What you will do:
Keep the pictures out of the copy and repeat the records exactly.

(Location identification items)
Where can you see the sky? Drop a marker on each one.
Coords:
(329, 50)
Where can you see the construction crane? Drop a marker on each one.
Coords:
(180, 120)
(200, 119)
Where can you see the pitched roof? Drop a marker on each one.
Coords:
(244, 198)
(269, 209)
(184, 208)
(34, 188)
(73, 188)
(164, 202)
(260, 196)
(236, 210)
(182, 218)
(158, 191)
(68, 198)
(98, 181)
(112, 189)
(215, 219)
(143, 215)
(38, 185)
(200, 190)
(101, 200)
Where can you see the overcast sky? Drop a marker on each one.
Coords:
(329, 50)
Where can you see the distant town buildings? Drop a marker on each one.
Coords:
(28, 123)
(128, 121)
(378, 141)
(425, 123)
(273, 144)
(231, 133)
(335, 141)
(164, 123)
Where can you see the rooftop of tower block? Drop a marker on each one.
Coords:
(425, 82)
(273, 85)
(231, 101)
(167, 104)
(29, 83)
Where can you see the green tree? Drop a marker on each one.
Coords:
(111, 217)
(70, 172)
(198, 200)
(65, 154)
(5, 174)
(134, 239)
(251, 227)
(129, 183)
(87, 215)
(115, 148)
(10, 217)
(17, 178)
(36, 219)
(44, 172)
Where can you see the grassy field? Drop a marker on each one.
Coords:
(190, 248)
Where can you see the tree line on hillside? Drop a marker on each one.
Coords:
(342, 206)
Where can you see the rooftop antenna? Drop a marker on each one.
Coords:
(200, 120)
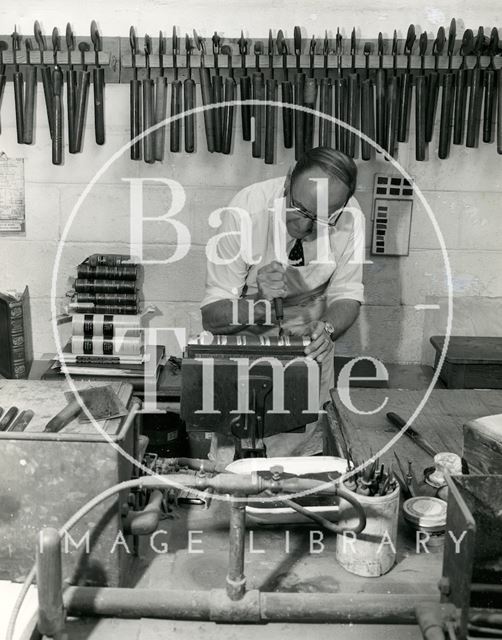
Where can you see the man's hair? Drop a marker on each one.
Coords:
(334, 163)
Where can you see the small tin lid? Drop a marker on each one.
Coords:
(425, 512)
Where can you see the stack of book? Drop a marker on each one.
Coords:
(107, 338)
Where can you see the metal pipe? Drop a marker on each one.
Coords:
(236, 580)
(215, 605)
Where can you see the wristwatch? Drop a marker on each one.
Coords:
(330, 330)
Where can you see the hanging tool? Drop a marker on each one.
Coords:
(367, 111)
(325, 99)
(394, 101)
(189, 100)
(445, 127)
(148, 105)
(475, 95)
(257, 111)
(407, 81)
(433, 85)
(17, 77)
(421, 102)
(205, 87)
(270, 111)
(57, 101)
(353, 101)
(135, 99)
(245, 84)
(3, 47)
(489, 88)
(98, 80)
(217, 84)
(310, 99)
(46, 76)
(71, 87)
(461, 79)
(83, 81)
(286, 93)
(175, 102)
(228, 110)
(30, 95)
(299, 96)
(340, 87)
(159, 134)
(381, 97)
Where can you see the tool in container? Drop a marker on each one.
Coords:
(161, 101)
(286, 93)
(189, 100)
(101, 402)
(30, 95)
(445, 126)
(17, 78)
(71, 89)
(57, 101)
(175, 128)
(405, 103)
(98, 82)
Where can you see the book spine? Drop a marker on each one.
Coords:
(123, 272)
(80, 345)
(85, 285)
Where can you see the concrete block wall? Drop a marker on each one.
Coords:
(464, 192)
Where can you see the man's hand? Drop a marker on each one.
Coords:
(321, 347)
(271, 281)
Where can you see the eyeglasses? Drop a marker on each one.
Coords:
(332, 218)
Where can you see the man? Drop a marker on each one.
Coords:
(318, 273)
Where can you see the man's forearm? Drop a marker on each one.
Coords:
(232, 316)
(342, 314)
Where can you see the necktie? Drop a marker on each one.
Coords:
(296, 257)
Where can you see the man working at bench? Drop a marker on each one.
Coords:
(318, 274)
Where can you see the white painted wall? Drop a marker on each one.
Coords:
(464, 191)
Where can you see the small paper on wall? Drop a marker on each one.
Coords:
(12, 196)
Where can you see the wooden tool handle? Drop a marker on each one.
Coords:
(135, 116)
(258, 94)
(367, 118)
(381, 107)
(19, 102)
(489, 97)
(160, 116)
(29, 103)
(270, 114)
(420, 116)
(148, 119)
(299, 89)
(353, 102)
(245, 84)
(205, 87)
(82, 92)
(432, 100)
(445, 127)
(176, 107)
(57, 138)
(474, 113)
(325, 105)
(228, 115)
(99, 104)
(48, 94)
(460, 105)
(71, 108)
(310, 100)
(218, 115)
(393, 114)
(189, 103)
(405, 108)
(287, 114)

Solution to this exercise:
Where can you see the sky? Drop a marker on each one.
Coords:
(329, 50)
Where can you see the construction crane? Drop a marker on each one.
Coords:
(180, 120)
(200, 119)
Where can you see the pitched roof? Drop a marker on each one.
Coords:
(244, 198)
(269, 209)
(184, 208)
(34, 188)
(73, 188)
(164, 202)
(260, 196)
(236, 210)
(182, 218)
(158, 191)
(68, 198)
(98, 181)
(112, 189)
(215, 219)
(143, 215)
(38, 185)
(200, 190)
(101, 200)
Where can you see the overcast sky? Drop a marker on each one.
Coords:
(329, 50)
Where can you see the distant town buildings? Drop a marker on each one.
Coords:
(28, 123)
(128, 121)
(378, 141)
(425, 123)
(273, 144)
(231, 133)
(335, 141)
(164, 123)
Where can you see the rooftop of tower block? Drop a marker on each one.
Coords:
(425, 82)
(273, 85)
(231, 101)
(167, 104)
(29, 83)
Where can you see the green tree? Drop a marker on each one.
Coords:
(111, 217)
(70, 172)
(198, 200)
(65, 154)
(5, 174)
(134, 239)
(251, 227)
(129, 183)
(87, 215)
(115, 148)
(10, 217)
(17, 178)
(36, 219)
(44, 172)
Where can you see the grassy field? Drop a marker on each one.
Coords:
(190, 248)
Where can you see the tree line on hillside? Drop a marker on each one.
Coords:
(342, 206)
Where can you see the rooftop antenna? Drop a marker on each one.
Coords:
(200, 120)
Where can you see the man's hair? Drop a marker on each one.
Coords:
(334, 163)
Where can you see the small tin lid? Drop a marker on each one.
Coords:
(425, 512)
Where can you see the stack of book? Drop a marker on each one.
Coords:
(107, 338)
Where can you see the metal pipe? Drop a marker on each one.
Coords:
(236, 580)
(215, 605)
Where can you see the wristwatch? Drop a marker on each one.
Coords:
(330, 330)
Where can you see the hanging tool? Drop a marker on each one.
Coords:
(367, 111)
(325, 99)
(394, 101)
(189, 100)
(445, 127)
(148, 105)
(475, 95)
(257, 111)
(407, 81)
(433, 85)
(17, 77)
(421, 102)
(205, 87)
(270, 111)
(57, 101)
(353, 101)
(135, 99)
(245, 84)
(3, 47)
(489, 88)
(98, 80)
(217, 84)
(310, 99)
(46, 76)
(71, 87)
(461, 79)
(83, 81)
(286, 93)
(175, 102)
(228, 110)
(30, 95)
(299, 96)
(340, 87)
(159, 134)
(381, 97)
Where can you see the tool in container? Drop a marker on each one.
Coords:
(161, 101)
(286, 93)
(189, 100)
(101, 402)
(30, 95)
(445, 126)
(17, 78)
(71, 89)
(57, 101)
(175, 128)
(405, 103)
(98, 82)
Where can you see the book spine? Drop a marker on each one.
Coords:
(123, 272)
(80, 345)
(85, 285)
Where can you see the concrete block wall? Drop a marker on each one.
Coords:
(464, 192)
Where can you see the man's hand? Drop a marker on each one.
Coords:
(321, 347)
(271, 281)
Where can you see the eyeglasses? Drop a marker on each one.
Coords:
(332, 218)
Where can you see the man? Drop a marker on each one.
Coords:
(318, 273)
Where can you see the man's forearm? Drop a marker on each one.
Coords:
(232, 316)
(342, 314)
Where can you see the necktie? Drop a marker on each one.
Coords:
(296, 257)
Where can you see the man working at bench? Drop a marker on each one.
Coords:
(318, 274)
Where can you see the white painted wall? Drop a marker on each one.
Coords:
(464, 191)
Where can you see the small paper on wall? Drop a marker on each one.
Coords:
(12, 196)
Where can you see the wooden tool handle? Drop a marker on each one.
Coords:
(135, 116)
(258, 94)
(367, 118)
(381, 107)
(19, 102)
(489, 97)
(160, 116)
(29, 103)
(270, 114)
(420, 116)
(148, 119)
(299, 89)
(353, 102)
(245, 84)
(205, 87)
(82, 92)
(432, 100)
(445, 127)
(176, 107)
(57, 138)
(474, 113)
(325, 105)
(228, 115)
(99, 104)
(48, 94)
(460, 105)
(71, 108)
(310, 100)
(218, 115)
(393, 114)
(189, 103)
(405, 108)
(287, 114)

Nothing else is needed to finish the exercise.